* **Written request**: Copy out the entries exactly, from the first line to the last.

# # # # #

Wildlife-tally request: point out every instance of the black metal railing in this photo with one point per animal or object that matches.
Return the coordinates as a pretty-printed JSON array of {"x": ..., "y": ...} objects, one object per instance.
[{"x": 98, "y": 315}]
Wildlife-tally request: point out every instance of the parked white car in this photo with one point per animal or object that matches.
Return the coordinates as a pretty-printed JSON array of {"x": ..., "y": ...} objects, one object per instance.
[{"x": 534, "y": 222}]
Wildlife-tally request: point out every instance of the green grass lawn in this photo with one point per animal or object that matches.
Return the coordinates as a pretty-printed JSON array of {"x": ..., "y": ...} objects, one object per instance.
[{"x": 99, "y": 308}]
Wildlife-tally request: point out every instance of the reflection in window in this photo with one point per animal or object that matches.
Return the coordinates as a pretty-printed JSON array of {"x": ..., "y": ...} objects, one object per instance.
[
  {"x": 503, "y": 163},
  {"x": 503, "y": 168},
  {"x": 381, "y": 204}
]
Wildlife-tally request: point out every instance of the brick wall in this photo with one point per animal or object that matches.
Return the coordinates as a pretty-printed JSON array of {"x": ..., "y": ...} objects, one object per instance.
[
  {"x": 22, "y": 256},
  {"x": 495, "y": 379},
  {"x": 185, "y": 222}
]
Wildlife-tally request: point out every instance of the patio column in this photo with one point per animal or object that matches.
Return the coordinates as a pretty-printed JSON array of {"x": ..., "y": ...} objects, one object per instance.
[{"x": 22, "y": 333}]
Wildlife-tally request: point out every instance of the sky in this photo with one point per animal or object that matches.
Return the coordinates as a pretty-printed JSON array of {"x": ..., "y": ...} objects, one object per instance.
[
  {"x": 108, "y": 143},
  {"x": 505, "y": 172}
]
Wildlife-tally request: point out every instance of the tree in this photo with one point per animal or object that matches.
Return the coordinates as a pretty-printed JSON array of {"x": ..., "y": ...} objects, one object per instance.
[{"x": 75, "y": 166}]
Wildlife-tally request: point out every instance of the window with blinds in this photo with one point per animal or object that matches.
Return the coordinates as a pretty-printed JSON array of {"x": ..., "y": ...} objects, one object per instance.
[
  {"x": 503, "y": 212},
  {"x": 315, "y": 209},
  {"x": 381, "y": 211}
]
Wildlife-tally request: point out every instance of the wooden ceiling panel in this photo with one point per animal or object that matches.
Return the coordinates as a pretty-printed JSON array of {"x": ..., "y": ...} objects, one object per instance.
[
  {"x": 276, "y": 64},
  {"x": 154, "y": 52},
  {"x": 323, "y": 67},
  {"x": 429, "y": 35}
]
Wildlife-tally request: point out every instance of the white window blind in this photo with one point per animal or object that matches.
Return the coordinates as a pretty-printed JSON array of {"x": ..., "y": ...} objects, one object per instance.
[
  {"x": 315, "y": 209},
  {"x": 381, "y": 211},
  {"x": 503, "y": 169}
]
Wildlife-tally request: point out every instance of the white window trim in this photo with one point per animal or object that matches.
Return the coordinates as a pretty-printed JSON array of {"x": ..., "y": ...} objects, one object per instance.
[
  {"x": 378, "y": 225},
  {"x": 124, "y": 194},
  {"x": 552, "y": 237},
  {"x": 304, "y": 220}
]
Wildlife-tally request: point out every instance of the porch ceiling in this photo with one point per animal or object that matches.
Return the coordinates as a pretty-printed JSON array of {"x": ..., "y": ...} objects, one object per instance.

# # # # #

* **Complete output**:
Wildlife-tally request: point out every instance of the black metal railing in this photo with one point per animal or object that matches.
Return the coordinates as a pretty-printed JSON array of {"x": ..., "y": ...} objects, one object per instance.
[{"x": 98, "y": 315}]
Wildlife-tally request: point out every instance of the parked white car in this photo with one point per animal or object that matches.
Return the coordinates as a pretty-printed JSON array of {"x": ..., "y": ...} objects, one object per instance.
[{"x": 534, "y": 222}]
Wildlife-tally request: point out every instance of the green grass lawn in this photo with one point per animal or object that matches.
Return the coordinates as a pretty-printed JSON array of {"x": ..., "y": ...} objects, one object per instance.
[{"x": 99, "y": 308}]
Wildlife-tally request: point out every instance of the reflection in window in this photo with one point per animal or object that matches.
Return the coordinates as a pretty-printed JSON array of {"x": ..., "y": ...} objects, one object per instance.
[
  {"x": 503, "y": 163},
  {"x": 503, "y": 168},
  {"x": 381, "y": 204}
]
Wildlife-tally request: point out every instance of the brick wall in this photo with one point per animal or object that matches.
Return the coordinates as a pretty-printed JSON array of {"x": ..., "y": ...} objects, one object per instance.
[
  {"x": 22, "y": 256},
  {"x": 495, "y": 379},
  {"x": 185, "y": 222}
]
Wildlife-tally request: point out every instance of the patio column in this photo with one point per animal or object that matches.
Return the coordinates as a pretty-printed JSON array of {"x": ..., "y": ...} objects, one object per instance.
[{"x": 22, "y": 333}]
Wildlife-tally request: point out every instance of the sky in this photo with one point per animal or object that matches.
Return the coordinates as a pretty-printed JSON array of {"x": ..., "y": ...} objects, one object per instance.
[
  {"x": 108, "y": 143},
  {"x": 505, "y": 172}
]
Wildlife-tally request: point out every instance of the tree in this photo with one point per animal or object that matches.
Return the coordinates as a pretty-printed JSON array of {"x": ..., "y": ...} objects, one object per instance.
[{"x": 75, "y": 166}]
Wildlife-tally request: point out every instance of the window with blinds in this photo with one point per animal or object that matches.
Return the coordinates as a pretty-printed JSON array of {"x": ..., "y": ...} objects, one object per instance.
[
  {"x": 503, "y": 212},
  {"x": 315, "y": 209},
  {"x": 381, "y": 211}
]
Wildlife-tally request: point out every instance of the wooden ceiling panel in this photo with one point per animal or object that matches.
Return the coordinates as a pretty-printed JSON array of {"x": ..., "y": ...} objects, one object per instance.
[
  {"x": 276, "y": 64},
  {"x": 154, "y": 52},
  {"x": 323, "y": 67},
  {"x": 429, "y": 35}
]
Wildlife-tally request: point out every instance of the white window blind in this photo with one point per animal or object that matches.
Return the coordinates as a pretty-printed JSON array of {"x": ..., "y": ...} objects, one object per instance.
[
  {"x": 315, "y": 209},
  {"x": 381, "y": 211},
  {"x": 503, "y": 169}
]
Wildlife-tally request: point out every instance of the white window trim in this photo with one point per animal or object that matches.
Return the coordinates as a pretty-printed JSON array of {"x": ..., "y": ...} objects, one object per instance.
[
  {"x": 378, "y": 225},
  {"x": 124, "y": 194},
  {"x": 552, "y": 237},
  {"x": 304, "y": 220}
]
Wildlife-tally request: point out every instance of the porch ceiling in this photo with one point per animal or object that matches.
Return the coordinates as a pretty-printed JSON array of {"x": ..., "y": ...} objects, one object per instance.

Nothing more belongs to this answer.